• _Problem requirements_:
Find the number of lines in these records where the word "below" appears. Reply with that number and nothing more.

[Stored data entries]
========

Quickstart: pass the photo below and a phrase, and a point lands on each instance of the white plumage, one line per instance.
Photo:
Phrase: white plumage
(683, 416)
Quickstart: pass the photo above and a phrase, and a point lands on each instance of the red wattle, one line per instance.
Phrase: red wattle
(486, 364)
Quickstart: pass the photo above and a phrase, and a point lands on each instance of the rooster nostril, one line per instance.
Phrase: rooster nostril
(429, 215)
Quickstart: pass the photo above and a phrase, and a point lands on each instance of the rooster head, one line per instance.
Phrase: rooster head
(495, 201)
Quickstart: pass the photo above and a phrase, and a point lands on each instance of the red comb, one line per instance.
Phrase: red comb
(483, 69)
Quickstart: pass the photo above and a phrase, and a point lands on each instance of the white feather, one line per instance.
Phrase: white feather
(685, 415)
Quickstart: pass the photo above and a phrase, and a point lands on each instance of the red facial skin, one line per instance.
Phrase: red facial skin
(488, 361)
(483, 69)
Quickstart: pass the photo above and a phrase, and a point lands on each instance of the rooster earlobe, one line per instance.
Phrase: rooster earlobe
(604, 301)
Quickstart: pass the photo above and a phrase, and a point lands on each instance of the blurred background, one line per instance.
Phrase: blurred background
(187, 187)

========

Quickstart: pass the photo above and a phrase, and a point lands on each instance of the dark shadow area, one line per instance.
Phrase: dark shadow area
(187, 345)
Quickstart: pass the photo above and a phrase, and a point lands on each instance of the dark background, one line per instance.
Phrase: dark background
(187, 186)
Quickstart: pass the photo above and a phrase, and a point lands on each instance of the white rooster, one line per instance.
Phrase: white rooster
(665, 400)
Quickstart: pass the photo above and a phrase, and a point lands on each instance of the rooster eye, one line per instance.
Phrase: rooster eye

========

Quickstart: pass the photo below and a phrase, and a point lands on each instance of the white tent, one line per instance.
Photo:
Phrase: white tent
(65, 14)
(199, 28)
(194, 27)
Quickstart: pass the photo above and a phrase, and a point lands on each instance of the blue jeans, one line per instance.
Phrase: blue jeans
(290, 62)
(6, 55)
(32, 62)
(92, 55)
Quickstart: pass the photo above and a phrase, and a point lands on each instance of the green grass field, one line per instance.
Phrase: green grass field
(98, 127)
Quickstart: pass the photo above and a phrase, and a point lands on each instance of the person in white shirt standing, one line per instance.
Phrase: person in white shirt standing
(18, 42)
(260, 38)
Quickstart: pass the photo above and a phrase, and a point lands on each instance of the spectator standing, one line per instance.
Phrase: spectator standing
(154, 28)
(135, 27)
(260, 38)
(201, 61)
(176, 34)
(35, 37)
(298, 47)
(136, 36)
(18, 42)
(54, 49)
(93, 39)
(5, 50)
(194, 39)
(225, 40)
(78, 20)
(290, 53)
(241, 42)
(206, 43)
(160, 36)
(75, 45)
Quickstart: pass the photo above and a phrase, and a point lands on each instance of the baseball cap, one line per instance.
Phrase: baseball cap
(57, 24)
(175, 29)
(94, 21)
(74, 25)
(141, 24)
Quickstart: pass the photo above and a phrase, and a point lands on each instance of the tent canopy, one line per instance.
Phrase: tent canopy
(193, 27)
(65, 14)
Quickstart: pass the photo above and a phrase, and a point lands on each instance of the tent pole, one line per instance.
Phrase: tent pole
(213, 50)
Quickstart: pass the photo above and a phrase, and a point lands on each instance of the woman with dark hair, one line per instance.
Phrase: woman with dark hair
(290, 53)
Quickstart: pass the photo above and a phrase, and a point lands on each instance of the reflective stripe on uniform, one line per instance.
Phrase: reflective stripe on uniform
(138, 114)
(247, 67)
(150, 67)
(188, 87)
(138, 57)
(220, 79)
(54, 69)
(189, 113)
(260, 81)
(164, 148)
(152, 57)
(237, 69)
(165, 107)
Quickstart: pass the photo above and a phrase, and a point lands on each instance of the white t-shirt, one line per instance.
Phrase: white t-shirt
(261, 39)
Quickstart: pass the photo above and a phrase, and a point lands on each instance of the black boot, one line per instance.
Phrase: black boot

========

• _Expected answer_:
2